(Location labeling records)

===============

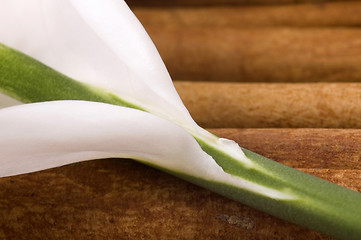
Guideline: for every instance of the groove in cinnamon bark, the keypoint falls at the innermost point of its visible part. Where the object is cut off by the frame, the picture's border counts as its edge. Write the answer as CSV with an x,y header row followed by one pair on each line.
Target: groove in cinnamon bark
x,y
121,199
166,3
261,55
232,105
338,14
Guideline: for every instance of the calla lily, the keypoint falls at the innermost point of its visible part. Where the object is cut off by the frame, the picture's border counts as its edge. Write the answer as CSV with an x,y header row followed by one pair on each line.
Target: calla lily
x,y
96,51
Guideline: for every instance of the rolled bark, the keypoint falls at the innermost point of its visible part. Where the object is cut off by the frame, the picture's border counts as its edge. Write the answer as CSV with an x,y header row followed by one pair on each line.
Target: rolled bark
x,y
303,105
220,2
121,199
261,55
339,14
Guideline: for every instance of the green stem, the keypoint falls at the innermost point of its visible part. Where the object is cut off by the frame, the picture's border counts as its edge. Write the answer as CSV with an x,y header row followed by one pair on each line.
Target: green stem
x,y
314,203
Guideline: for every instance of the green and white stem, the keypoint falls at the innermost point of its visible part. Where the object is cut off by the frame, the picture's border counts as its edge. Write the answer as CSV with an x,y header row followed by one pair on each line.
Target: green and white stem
x,y
123,105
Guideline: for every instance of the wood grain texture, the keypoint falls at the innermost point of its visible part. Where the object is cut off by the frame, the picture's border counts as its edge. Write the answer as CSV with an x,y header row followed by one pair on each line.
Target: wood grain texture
x,y
173,3
338,14
261,55
315,105
121,199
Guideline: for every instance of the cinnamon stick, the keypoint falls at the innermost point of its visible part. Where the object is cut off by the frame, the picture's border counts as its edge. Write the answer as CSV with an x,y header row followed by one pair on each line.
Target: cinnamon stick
x,y
220,2
121,199
261,55
316,105
334,14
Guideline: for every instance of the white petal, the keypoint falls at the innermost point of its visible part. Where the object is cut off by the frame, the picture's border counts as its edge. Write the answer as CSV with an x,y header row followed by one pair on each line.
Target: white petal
x,y
97,41
6,101
44,135
50,134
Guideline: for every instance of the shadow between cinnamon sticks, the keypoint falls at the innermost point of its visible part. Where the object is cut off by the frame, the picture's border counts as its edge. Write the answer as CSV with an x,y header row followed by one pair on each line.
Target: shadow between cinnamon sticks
x,y
245,105
261,55
121,199
334,14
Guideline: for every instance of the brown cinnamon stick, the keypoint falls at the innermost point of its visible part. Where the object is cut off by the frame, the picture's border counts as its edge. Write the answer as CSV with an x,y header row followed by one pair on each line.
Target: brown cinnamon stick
x,y
336,14
220,2
121,199
261,55
316,105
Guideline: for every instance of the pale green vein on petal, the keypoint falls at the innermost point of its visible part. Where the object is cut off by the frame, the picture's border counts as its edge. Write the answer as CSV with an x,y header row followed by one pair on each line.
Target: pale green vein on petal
x,y
27,80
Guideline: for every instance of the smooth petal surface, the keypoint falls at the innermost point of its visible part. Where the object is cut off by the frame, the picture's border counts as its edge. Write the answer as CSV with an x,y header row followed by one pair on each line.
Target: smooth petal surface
x,y
38,136
99,42
6,101
44,135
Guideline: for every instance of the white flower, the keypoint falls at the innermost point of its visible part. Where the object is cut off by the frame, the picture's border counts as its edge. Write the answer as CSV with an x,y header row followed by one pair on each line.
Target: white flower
x,y
101,44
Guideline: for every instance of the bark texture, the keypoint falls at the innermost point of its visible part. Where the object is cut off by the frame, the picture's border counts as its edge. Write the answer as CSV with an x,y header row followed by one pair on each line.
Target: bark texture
x,y
235,105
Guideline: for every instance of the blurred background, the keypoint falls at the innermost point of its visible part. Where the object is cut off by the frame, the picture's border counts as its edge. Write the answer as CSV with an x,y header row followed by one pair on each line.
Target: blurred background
x,y
280,77
261,63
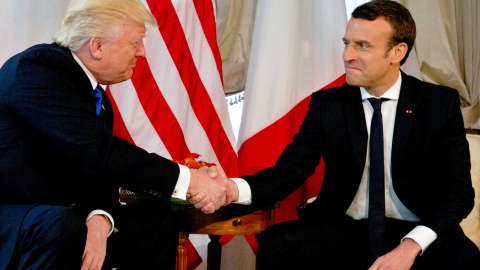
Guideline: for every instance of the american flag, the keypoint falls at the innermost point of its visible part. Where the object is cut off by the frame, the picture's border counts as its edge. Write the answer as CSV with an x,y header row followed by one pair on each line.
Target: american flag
x,y
174,104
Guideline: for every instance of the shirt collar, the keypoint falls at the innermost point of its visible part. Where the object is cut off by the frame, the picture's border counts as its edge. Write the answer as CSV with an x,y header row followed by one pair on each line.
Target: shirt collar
x,y
393,93
90,76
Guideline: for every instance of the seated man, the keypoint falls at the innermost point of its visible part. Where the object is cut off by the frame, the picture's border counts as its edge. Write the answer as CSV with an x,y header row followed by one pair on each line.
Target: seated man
x,y
60,165
397,165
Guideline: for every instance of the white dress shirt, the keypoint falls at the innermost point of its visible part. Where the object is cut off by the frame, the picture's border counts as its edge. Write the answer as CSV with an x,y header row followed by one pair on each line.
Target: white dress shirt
x,y
183,182
358,209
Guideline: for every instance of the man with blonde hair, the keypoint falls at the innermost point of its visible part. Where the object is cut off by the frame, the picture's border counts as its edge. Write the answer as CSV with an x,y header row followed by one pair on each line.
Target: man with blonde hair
x,y
60,165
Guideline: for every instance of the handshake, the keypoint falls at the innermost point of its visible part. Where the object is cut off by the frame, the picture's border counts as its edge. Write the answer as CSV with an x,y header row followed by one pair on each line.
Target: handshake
x,y
210,189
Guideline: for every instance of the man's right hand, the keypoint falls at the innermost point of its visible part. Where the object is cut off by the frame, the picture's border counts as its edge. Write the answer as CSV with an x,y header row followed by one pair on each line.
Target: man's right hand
x,y
202,200
205,183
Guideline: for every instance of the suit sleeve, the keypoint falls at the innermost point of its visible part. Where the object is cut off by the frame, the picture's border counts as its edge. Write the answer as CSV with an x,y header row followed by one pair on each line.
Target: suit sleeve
x,y
57,103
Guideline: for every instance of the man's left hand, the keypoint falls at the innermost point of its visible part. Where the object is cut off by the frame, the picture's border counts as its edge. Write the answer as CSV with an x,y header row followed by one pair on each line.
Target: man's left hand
x,y
401,258
96,246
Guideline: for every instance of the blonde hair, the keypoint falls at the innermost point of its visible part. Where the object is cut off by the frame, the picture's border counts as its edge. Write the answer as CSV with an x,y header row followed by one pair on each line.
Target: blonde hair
x,y
104,19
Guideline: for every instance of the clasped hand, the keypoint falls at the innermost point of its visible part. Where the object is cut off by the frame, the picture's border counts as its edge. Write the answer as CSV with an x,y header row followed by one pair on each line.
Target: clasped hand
x,y
210,189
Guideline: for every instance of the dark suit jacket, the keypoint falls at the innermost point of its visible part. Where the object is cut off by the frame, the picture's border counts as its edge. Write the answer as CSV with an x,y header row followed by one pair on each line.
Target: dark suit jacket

===============

» **Exercise requirements**:
Take the line in which "Guideline: for every instance of the handshake, the" occurs and each subsequent line through the end; give these lines again without alteration.

» **Result**:
Guideline: for every instance of the handshake, the keypoint falls at the innermost point of its visible part. Where the object is cut off by the frame, the picture's border counts as its edge. Write the answer as CSV with an x,y header row followed by one pair on each line.
Target: handshake
x,y
210,189
Guideline: for every instance of the man's right hand, the keypoint falls at the innermost point of its visible part. Where the object is cut off by the frame, the picture's border counts as its edge. Write the answer as CSV with an x,y header row followed by one pair on each line.
Target: man's right hand
x,y
202,200
205,183
Guideline: for every instance of the suit sleeve, the keypoint falls at the innermost point of its visible part. Where the object is cut off by the frame, the picture's border counts as its edge. Write the answer as CSV with an x,y header row followed by one pair on each line.
Target: suit sleeve
x,y
57,103
Guideline: for every instance of the man's left hand, the keypoint falls at the innermost point of its visible part. Where the object is cut off by the frame, the picture's border counts as its edge. Write the answer as CSV with an x,y header row followed by one pair on each line.
Target: man's left hand
x,y
401,258
96,246
Guideline: for every instance of the blonde hair, the keypoint falls at the innermost point of its visible part. Where the object is cut off by the frame, the picture's border counts as its edge. Write the answer as CSV with an x,y header row followed by one pair on each line.
Target: blonde hair
x,y
104,19
Guideline: for every instance of the clasped hand, the keypoint falls at the innermost point of its visible part. Where the object is cut off by the frame, the picture's border counts as its edge. Write the answer as CSV with an x,y header row followed by one pair on each line.
Target: clasped hand
x,y
210,189
Guideline: for every instance of the dark suit jacket, the keypoint falls at the innermost point of its visible part. Where the object is cut off by the frame, the picture's border counts as its edge. Write the answer as CSV with an x,y header row followed by one pair on each line.
Target: dark suit jacket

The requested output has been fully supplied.